— Start INPUT —

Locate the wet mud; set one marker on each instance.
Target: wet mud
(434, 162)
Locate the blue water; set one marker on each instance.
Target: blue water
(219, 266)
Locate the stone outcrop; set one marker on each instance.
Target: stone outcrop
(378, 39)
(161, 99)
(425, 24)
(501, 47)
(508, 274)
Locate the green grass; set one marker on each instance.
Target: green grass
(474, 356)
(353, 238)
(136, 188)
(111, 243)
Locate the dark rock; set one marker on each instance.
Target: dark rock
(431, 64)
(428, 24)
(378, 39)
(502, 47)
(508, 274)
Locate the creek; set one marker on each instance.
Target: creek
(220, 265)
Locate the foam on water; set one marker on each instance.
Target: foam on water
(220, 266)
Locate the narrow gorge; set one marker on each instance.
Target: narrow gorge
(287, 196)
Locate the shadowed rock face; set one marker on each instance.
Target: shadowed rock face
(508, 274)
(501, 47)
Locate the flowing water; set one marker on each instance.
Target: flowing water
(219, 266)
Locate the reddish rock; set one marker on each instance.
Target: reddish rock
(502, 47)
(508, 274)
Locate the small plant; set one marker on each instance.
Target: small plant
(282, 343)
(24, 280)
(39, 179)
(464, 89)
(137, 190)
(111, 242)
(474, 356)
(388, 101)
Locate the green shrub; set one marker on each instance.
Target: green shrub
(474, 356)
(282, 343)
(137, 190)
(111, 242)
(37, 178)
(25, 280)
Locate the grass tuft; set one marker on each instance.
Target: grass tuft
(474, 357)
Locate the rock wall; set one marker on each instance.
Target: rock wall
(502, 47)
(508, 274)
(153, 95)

— End INPUT —

• _STATED TASK_
Please repeat all of the data above line for line, with no changes.

• _RESULT_
Locate the wet mud; set one marker on each instance.
Target: wet mud
(434, 162)
Locate the blue water; set one marker on each instance.
Target: blue water
(219, 266)
Locate the stone outcrop; set one marker on each instance.
Target: stone outcrop
(378, 39)
(161, 99)
(425, 24)
(501, 47)
(508, 274)
Locate the green grass; set one marker on each instance.
Target: green grass
(474, 356)
(353, 238)
(136, 188)
(111, 243)
Locate the dark rock; set one marker on each instance.
Target: dark rock
(431, 64)
(428, 24)
(378, 39)
(502, 47)
(508, 274)
Locate the creek; set one marker on each instance.
Target: creek
(220, 265)
Locate the foam on water; set one marker on each instance.
Target: foam on water
(220, 266)
Locate the narrow gorge; set one marker on each instance.
Target: narrow gorge
(287, 196)
Locate the shadowed rock face; set one marker on each instance.
Target: shadowed rock face
(508, 274)
(501, 47)
Locate the flowing water; set one marker on each instance.
Target: flowing water
(219, 266)
Locate the reddish rock; set one marker on each instance.
Target: reddish rock
(502, 47)
(508, 274)
Locate the small plant; set one marker on each instance.
Target: small plant
(282, 343)
(24, 280)
(39, 179)
(464, 89)
(137, 190)
(111, 242)
(474, 356)
(388, 101)
Locate the green shrub; set one marker on each instance.
Target: green shrub
(474, 356)
(282, 343)
(137, 190)
(111, 242)
(37, 178)
(25, 280)
Locate the grass tuft; set one marker on each instance.
Target: grass tuft
(474, 357)
Locate the rock wall; set one marker on each instance.
Target: rock wall
(502, 47)
(508, 274)
(153, 95)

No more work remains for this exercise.